**Exercise text**
Background: The reproducible nature of HIV-1 escape from HLA-restricted CD8+ T-cell responses allows the identification of HLA-associated viral polymorphisms "at the population level" - that is, via analysis of cross-sectional, linked HLA/HIV-1 genotypes by statistical association. However, elucidating their timing of selection traditionally requires detailed longitudinal studies, which are challenging to undertake on a large scale. We investigate whether the extent and relative timecourse of immune-driven HIV adaptation can be inferred via comparative cross-sectional analysis of independent early and chronic infection cohorts.
Results: Similarly-powered datasets of linked HLA/HIV-1 genotypes from individuals with early (median < 3 months) and chronic untreated HIV-1 subtype B infection, matched for size (N > 200/dataset), HLA class I and HIV-1 Gag/Pol/Nef diversity, were established. These datasets were first used to define a list of 162 known HLA-associated polymorphisms detectable at the population level in cohorts of the present size and host/viral genetic composition. Of these 162 known HLA-associated polymorphisms, 15% (occurring at 14 Gag, Pol and Nef codons) were already detectable via statistical association in the early infection dataset at p ≤ 0.01 (q < 0.2) - identifying them as the most consistently rapidly escaping sites in HIV-1. Among these were known rapidly-escaping sites (e.g. B*57-Gag-T242N) and others not previously appreciated to be reproducibly rapidly selected (e.g. A*31:01-associated adaptations at Gag codons 397, 401 and 403). Escape prevalence in early infection correlated strongly with first-year escape rates (Pearson's R = 0.68, p = 0.0001), supporting cross-sectional parameters as reliable indicators of longitudinally-derived measures. Comparative analysis of early and chronic datasets revealed that, on average, the prevalence of HLA-associated polymorphisms more than doubles between these two infection stages in persons harboring the relevant HLA (p < 0.0001, consistent with frequent and reproducible escape), but remains relatively stable in persons lacking the HLA (p = 0.15, consistent with slow reversion). Published HLA-specific Hazard Ratios for progression to AIDS correlated positively with average escape prevalence in early infection (Pearson's R = 0.53, p = 0.028), consistent with high early within-host HIV-1 adaptation (via rapid escape and/or frequent polymorphism transmission) as a correlate of progression.
Conclusion: Cross-sectional host/viral genotype datasets represent an underutilized resource to identify reproducible early pathways of HIV-1 adaptation and identify correlates of protective immunity.

**What to do**
1. List every HIV-1 gene or protein that the abstract names.
2. Answer these questions from the abstract.
(a) How many known HLA-associated polymorphisms were defined using the datasets?
(b) What Pearson's R was reported between escape prevalence in early infection and first-year escape rates?
(c) What p-value was given for the stability of polymorphism prevalence in persons lacking the relevant HLA?
3. Quote the abstract between "Conclusion: Cross-sectional host/viral" and "of protective immunity.", inclusive.
The records are not needed for this work.

**Extracted information**
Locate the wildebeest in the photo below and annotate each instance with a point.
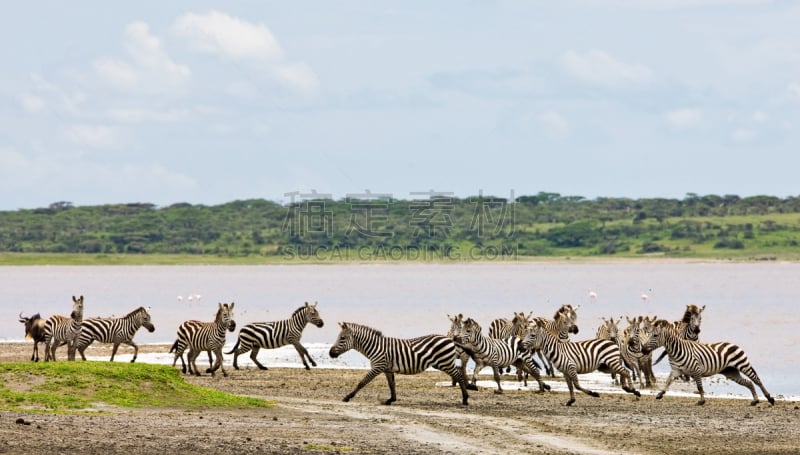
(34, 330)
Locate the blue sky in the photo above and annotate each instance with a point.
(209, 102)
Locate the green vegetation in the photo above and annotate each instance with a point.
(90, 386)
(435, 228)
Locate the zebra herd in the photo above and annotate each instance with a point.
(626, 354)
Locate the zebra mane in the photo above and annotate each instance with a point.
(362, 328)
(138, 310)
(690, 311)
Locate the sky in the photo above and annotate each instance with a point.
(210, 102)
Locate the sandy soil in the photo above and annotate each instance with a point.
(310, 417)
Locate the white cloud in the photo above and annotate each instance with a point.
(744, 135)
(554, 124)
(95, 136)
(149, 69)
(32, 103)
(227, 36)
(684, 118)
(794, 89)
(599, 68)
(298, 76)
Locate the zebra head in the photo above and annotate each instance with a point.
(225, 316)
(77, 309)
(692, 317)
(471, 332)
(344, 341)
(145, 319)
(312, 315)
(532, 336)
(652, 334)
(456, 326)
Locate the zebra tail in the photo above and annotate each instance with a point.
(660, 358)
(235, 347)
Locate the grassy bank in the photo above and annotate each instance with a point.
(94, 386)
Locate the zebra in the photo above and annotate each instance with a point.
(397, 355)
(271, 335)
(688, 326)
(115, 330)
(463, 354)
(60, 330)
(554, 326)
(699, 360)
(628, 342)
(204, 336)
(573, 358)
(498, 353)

--

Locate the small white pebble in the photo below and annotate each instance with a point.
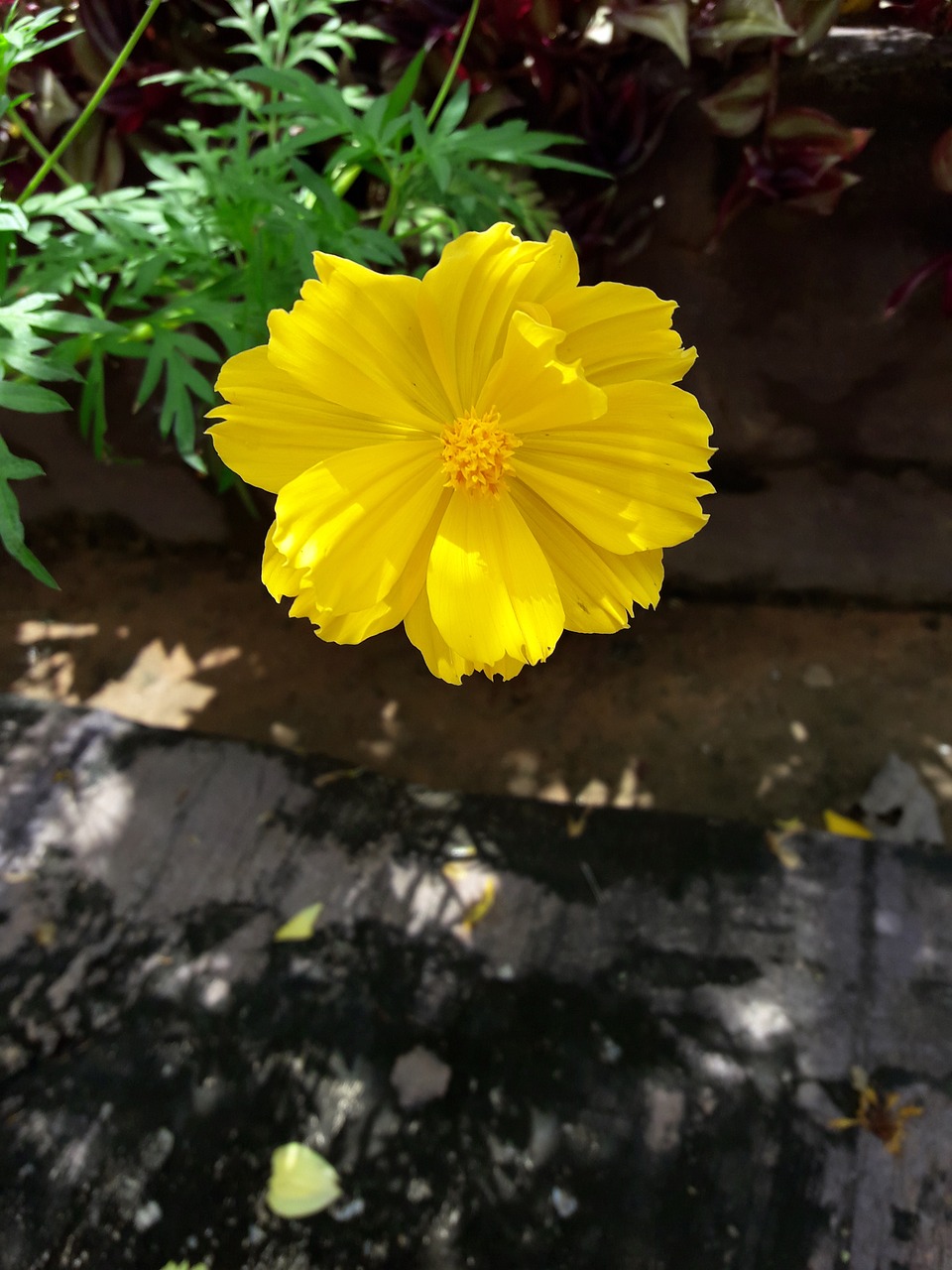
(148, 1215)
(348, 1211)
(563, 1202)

==

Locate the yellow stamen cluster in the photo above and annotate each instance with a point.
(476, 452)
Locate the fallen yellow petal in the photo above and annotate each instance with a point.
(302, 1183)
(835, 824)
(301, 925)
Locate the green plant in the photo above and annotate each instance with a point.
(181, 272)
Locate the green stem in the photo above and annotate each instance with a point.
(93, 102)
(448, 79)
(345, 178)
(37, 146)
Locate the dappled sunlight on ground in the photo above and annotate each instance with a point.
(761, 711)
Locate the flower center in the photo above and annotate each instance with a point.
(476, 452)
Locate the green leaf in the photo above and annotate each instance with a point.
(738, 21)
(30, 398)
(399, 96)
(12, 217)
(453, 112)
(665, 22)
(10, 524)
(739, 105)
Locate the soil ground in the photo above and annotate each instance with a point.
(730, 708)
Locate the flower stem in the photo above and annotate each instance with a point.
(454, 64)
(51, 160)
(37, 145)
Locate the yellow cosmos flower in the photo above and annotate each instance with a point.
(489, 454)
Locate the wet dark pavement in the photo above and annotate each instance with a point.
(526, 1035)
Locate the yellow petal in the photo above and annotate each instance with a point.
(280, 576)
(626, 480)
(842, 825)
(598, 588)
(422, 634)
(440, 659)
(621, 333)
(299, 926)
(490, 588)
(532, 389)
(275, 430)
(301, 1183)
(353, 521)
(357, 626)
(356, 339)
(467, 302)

**Outputs for the tasks**
1. Gag, Pol, Nef

2.
(a) 162
(b) 0.68
(c) 0.15

3.
Conclusion: Cross-sectional host/viral genotype datasets represent an underutilized resource to identify reproducible early pathways of HIV-1 adaptation and identify correlates of protective immunity.